= Beginning of Section =
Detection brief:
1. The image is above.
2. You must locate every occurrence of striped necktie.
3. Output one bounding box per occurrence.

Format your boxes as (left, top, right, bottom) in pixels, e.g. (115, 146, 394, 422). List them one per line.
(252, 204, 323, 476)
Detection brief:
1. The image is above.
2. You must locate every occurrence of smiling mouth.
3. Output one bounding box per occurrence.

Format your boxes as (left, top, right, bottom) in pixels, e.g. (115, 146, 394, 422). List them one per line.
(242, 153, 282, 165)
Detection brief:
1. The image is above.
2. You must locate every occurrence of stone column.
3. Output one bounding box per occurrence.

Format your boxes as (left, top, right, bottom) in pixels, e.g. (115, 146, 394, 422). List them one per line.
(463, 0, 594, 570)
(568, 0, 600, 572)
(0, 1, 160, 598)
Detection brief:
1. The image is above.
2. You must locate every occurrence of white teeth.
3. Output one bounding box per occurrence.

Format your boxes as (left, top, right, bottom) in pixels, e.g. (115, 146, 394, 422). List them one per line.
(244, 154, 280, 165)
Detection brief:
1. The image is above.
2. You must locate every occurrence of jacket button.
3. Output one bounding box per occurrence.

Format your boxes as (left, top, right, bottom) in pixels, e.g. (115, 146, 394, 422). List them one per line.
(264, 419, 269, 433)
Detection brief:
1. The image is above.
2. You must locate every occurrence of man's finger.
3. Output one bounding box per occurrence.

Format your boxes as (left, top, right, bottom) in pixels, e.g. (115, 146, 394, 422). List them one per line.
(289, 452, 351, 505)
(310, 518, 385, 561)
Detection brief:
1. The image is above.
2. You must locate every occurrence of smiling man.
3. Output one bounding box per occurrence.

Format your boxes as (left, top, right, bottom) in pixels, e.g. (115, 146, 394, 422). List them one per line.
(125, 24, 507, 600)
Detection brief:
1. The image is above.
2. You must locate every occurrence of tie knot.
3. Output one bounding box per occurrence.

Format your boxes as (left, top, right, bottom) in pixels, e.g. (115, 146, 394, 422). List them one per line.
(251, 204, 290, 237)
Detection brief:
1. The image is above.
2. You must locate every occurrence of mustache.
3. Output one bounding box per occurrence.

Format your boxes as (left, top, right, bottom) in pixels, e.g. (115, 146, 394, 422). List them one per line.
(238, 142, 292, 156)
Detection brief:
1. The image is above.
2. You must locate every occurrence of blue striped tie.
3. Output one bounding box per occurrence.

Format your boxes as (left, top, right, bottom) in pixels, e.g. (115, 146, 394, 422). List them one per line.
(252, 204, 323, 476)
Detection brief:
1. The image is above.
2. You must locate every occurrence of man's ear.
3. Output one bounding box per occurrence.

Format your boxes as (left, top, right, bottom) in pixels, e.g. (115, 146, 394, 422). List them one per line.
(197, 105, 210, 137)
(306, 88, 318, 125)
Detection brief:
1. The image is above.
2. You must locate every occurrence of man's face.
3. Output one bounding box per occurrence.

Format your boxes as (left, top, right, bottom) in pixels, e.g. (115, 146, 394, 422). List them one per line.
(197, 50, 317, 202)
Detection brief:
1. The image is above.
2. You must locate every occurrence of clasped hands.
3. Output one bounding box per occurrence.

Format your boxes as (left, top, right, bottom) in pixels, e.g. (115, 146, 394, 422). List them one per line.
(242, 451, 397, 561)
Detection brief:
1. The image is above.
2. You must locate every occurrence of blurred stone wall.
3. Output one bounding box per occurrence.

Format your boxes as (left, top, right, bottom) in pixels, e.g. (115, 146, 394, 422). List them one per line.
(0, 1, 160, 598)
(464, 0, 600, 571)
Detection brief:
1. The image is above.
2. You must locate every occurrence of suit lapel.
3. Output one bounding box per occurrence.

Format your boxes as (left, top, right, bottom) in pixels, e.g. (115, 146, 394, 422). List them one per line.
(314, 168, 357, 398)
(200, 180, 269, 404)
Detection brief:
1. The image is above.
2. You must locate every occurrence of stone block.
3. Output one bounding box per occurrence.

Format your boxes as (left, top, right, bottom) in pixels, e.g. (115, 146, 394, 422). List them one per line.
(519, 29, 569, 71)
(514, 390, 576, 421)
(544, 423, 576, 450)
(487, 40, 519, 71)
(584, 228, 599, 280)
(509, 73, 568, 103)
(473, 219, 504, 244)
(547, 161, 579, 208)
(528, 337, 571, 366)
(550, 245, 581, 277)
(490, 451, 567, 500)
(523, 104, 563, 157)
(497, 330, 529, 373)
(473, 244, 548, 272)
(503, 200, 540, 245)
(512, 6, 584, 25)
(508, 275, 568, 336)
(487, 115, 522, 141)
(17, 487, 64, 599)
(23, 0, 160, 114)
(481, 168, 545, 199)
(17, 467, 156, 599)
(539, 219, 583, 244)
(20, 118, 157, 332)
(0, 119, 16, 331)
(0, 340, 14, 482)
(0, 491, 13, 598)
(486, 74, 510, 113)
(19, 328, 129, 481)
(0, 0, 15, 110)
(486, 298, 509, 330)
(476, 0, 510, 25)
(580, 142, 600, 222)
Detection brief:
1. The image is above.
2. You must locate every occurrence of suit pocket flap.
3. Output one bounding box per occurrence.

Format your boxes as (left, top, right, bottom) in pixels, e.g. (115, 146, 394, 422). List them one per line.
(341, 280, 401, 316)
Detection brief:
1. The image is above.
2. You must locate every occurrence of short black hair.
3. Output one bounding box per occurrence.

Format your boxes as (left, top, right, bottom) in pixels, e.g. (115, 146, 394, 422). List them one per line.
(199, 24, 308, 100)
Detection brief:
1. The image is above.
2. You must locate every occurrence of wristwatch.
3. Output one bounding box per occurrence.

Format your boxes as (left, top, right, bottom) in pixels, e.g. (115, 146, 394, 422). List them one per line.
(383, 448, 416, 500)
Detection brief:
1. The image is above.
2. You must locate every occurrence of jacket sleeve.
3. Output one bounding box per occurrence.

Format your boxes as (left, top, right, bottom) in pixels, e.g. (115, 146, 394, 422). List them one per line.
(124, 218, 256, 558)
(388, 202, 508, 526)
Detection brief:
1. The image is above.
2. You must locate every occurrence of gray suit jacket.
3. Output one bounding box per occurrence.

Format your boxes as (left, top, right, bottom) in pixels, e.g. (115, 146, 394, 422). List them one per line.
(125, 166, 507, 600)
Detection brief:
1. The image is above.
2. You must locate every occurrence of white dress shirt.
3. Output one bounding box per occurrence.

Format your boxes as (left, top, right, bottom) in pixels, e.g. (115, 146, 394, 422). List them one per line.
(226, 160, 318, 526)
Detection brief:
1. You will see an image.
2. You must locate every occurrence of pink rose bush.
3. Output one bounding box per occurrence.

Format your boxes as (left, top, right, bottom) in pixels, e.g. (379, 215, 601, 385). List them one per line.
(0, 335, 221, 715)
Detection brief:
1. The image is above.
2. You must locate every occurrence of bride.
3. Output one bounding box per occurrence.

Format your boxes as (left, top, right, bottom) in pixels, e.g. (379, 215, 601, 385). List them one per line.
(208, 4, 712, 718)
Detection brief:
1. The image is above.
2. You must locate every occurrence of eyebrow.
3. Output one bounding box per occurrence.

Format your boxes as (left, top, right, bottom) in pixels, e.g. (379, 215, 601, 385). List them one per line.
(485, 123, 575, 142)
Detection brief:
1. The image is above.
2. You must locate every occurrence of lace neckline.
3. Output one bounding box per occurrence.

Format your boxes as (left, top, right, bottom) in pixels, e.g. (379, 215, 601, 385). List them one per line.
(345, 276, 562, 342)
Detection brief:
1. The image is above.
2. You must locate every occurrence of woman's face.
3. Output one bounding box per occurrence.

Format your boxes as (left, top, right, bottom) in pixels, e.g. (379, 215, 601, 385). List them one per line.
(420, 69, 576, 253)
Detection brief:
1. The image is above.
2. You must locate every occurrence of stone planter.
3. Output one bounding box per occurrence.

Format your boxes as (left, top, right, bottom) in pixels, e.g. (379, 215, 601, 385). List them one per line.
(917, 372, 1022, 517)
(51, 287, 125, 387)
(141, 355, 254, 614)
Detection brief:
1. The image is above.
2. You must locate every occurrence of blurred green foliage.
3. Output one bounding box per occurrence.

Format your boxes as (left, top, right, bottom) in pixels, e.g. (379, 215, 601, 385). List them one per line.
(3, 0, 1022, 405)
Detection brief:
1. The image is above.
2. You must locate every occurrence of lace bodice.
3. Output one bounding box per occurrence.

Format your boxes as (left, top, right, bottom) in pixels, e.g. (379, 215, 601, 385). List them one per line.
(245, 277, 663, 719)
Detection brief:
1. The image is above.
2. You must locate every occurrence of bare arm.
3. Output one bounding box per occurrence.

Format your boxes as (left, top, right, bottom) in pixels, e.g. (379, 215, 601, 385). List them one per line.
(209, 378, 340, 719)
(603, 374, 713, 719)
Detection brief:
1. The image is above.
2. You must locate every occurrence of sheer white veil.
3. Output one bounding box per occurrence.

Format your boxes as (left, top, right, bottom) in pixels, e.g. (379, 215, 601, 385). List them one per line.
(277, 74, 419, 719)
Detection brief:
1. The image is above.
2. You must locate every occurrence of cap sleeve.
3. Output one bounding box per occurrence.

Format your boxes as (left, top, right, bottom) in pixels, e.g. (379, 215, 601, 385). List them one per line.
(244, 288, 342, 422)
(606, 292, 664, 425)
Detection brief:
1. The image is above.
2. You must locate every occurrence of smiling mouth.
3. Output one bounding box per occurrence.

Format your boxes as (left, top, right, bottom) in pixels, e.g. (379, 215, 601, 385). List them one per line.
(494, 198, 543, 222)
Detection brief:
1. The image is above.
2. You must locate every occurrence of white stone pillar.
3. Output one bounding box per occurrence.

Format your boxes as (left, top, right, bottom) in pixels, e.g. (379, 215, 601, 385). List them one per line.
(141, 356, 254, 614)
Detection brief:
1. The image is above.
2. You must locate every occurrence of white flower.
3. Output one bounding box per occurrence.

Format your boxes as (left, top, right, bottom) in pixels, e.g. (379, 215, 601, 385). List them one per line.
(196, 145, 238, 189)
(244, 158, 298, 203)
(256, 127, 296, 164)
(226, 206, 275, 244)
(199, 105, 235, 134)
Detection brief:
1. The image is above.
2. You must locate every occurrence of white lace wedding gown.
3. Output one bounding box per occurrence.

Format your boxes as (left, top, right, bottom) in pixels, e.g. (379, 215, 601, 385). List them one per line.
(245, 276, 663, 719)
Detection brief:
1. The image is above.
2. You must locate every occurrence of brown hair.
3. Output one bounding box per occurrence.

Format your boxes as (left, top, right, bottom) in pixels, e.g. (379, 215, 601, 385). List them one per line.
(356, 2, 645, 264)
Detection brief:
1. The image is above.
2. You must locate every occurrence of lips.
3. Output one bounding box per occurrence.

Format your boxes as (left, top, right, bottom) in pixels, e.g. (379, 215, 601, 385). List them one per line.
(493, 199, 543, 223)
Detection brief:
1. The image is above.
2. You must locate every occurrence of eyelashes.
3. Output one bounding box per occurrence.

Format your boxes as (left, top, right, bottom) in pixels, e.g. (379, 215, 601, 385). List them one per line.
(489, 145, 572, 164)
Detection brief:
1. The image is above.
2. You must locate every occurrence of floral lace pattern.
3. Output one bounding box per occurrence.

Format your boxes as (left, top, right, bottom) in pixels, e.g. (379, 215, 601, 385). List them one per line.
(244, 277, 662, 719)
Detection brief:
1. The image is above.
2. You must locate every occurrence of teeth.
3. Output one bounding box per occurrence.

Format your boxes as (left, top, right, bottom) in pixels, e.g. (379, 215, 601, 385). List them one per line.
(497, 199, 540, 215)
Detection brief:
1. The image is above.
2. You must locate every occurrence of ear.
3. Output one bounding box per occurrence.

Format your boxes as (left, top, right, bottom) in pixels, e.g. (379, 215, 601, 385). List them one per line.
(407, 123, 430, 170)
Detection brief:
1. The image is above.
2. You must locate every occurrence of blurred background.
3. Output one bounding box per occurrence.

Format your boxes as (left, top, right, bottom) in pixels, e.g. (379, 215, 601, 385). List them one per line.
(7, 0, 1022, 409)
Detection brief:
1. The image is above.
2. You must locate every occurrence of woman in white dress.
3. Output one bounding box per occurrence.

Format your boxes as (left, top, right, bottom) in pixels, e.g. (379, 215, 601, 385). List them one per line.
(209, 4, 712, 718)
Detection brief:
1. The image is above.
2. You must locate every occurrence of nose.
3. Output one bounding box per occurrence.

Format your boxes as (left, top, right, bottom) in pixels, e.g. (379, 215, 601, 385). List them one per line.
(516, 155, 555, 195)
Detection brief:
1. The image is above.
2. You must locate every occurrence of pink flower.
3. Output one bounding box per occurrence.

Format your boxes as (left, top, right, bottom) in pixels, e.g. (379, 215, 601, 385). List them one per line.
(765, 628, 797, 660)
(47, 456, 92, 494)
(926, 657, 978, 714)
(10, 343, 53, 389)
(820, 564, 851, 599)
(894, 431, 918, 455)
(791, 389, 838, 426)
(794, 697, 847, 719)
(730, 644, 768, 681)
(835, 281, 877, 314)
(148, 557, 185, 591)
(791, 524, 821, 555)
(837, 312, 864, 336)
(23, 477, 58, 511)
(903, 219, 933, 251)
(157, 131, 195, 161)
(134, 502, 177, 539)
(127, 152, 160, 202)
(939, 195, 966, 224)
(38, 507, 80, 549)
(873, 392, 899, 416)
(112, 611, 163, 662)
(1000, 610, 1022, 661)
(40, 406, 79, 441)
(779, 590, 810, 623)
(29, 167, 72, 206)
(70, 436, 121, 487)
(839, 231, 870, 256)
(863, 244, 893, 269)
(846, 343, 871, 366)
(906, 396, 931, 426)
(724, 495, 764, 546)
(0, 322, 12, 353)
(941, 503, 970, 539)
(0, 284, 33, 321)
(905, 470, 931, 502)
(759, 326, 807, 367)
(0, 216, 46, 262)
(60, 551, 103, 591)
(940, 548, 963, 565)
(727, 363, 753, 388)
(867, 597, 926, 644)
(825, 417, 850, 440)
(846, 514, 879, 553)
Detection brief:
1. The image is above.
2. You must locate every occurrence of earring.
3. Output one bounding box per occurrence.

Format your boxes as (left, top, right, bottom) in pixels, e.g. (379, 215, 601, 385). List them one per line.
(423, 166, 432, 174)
= End of Section =
Problem:
Every line with "stone" in it should be copied from the entries above.

Solution to the exercise:
2. You must locate every occurrence of stone column.
2. You must locate every occurrence of blurred stone wall.
2. You must locate every occurrence of stone block.
2. You must locate every occurrence of stone planter.
2. You must locate every occurrence of white stone pillar.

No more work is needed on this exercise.